— Rows from a pointing dataset —
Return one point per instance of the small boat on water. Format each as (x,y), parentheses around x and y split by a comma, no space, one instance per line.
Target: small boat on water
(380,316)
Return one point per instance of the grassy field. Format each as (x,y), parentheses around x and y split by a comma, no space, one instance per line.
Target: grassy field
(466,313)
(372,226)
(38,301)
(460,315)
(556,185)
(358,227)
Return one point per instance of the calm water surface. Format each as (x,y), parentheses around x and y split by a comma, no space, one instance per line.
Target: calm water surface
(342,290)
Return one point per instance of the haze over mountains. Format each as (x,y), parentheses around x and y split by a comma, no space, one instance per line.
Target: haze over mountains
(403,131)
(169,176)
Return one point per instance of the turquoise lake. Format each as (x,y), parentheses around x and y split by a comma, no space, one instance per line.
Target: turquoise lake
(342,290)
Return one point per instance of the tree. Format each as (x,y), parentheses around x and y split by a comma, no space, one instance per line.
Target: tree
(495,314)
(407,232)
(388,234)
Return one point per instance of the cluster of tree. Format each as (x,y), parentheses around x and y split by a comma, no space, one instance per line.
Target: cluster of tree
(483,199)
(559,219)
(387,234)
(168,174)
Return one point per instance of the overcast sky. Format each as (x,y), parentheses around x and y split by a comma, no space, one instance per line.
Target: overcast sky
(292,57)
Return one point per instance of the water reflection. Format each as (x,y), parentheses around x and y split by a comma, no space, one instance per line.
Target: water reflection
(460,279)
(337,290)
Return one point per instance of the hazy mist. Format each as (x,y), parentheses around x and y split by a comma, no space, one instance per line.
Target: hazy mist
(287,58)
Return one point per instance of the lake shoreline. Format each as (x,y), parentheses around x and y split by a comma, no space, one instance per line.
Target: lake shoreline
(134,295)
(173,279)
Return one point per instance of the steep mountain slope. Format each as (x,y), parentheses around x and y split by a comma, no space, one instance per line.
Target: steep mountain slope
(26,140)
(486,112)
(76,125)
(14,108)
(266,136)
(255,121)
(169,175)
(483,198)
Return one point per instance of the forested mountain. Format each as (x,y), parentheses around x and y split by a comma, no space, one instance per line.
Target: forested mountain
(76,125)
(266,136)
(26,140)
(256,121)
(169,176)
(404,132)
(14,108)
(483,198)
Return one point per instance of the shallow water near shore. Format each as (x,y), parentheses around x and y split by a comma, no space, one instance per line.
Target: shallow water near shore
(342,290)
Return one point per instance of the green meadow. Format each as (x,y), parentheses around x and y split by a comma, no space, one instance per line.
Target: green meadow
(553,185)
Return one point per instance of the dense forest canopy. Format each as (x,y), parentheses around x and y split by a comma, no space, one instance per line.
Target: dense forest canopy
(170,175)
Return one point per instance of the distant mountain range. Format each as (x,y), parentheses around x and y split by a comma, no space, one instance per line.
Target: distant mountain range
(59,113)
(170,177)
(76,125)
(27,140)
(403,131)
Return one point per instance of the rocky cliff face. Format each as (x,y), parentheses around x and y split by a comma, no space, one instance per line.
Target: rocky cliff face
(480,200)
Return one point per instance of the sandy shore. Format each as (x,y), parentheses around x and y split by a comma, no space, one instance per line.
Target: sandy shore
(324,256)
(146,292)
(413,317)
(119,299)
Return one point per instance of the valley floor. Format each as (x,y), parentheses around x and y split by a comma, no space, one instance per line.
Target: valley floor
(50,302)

— YOUR OBJECTIVE —
Return every row above word for word, with nothing changed, added, or left out.

— ANSWER FOR THIS EXERCISE —
Return one point per instance of the small boat on water. Format each as (x,y), parentheses around x and y split by a comma, no space, one instance per line.
Target: small boat on water
(380,316)
Return one point per instance of the grassy field. Format each as (x,y), parentheses around x and y split by a comma, no space, one instance per line.
Target: grassy field
(466,313)
(372,226)
(38,301)
(460,315)
(556,185)
(358,227)
Return one point per instance of the calm water surface. Format each as (x,y), parentheses around x and y split by a comma, no space, one instance per line.
Target: calm water surface
(342,290)
Return one point per instance of the haze over mountains. Format each as (x,y), parentheses around x and y split by a comma, no space, one instance per line.
Target: haze over mountains
(403,131)
(169,176)
Return one point per instance of the turquoise lake. Format each as (x,y), parentheses around x and y split by a comma, no space, one instance per line.
Target: turquoise lake
(342,290)
Return one point per instance of the tree. Format each as (x,y), parentheses around x and y split by a comma, no space, one instance per line.
Target: tree
(495,314)
(407,232)
(388,234)
Return one point per instance of the cluster of tree. Format each as (x,y), parentheses around x and y split by a comma, no space, one instance per line.
Target: cluster of tree
(483,199)
(559,219)
(387,234)
(168,174)
Return one point per instance of the overcast sky. Format each as (x,y), parentheses around x and y split by a comma, no space, one instance per line.
Target: overcast sky
(292,57)
Return one point per instance of the water reflection. Format each as (x,y), parentheses around x and y split by a comma, no space, one instance per line.
Target: water reflection
(460,279)
(337,290)
Return one point per instance of the hazy mist. Format each as (x,y), parentheses around x and y split by a comma, no space, one instance per line.
Target: hazy mist
(287,58)
Return one point per instance of the lake shoreline. Format each as (x,y), parentheses around x and y split by a comma, no space, one instance per line.
Target: lake shoreline
(134,295)
(173,279)
Return one point per instance of the steep mountain slope. Format each as (x,y), parentheses around x and y split by a comma, no space, one instance per line.
Target: steep mountain slope
(26,140)
(486,112)
(76,125)
(14,108)
(266,136)
(255,121)
(169,175)
(483,198)
Return one point per instance of the forested mountain. Format each as (x,y), parentheses around x and y split by a comma, no space, one instance per line.
Target: forested mountain
(76,125)
(266,136)
(26,140)
(256,121)
(169,176)
(404,132)
(14,108)
(483,198)
Return one point per instance of the shallow water near shore. Format each as (x,y), parentheses around x and y split by a comma, no space, one instance per line.
Target: shallow water near shore
(342,290)
Return one point per instance of the green meadow. Format each as (x,y), parentheses around x and y split by a comma, no space, one instance per line.
Target: green meadow
(553,185)
Return one point per instance of the dense forest canopy. Format each as (x,y), parentheses around x and y split by a comma, no space, one instance per line.
Target: dense forest canopy
(170,175)
Return one point per instance of the distant mountain range. Format each as (x,y), parentheses around x and y split by a comma, no space, one instance per line.
Target: distant mountain range
(59,113)
(170,177)
(76,125)
(27,140)
(403,131)
Return one point per instance of the rocky cliff face. Format each as (x,y), parentheses around x and y split by a comma, no space, one instance per line.
Target: rocky cliff face
(480,200)
Return one point per instance of the sandy shore. Format each as (x,y), parentheses around x and y split by a comma, no space, one instance per line.
Target: sandy shore
(324,256)
(146,292)
(413,317)
(119,299)
Return one point per instance of the valley floor. Format each as (x,y), parentheses around x and y split by a comma, no space, one instance per line.
Target: valley floor
(50,302)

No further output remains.